----- Data for processing
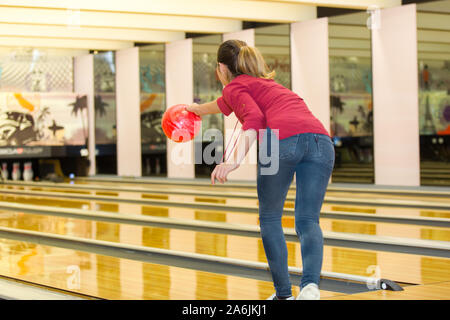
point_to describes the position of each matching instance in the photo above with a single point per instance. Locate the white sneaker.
(274, 297)
(309, 292)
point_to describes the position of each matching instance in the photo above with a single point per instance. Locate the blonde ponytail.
(251, 62)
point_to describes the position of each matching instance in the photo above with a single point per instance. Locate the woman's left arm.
----------
Task goal>
Word for word, repeat the data above with the pictures left out.

Output of the exercise>
point_to describes the position of each matching instance in the photo above with a single point per instance. Locate the white sneaker.
(274, 297)
(309, 292)
point_to describes the position of each matching instance in the photo above with a single point per instance. Locate the blonde ponytail.
(251, 62)
point_to describes the position of each matching instance in the photo above with a single point per instance. Locate the woman's left arm.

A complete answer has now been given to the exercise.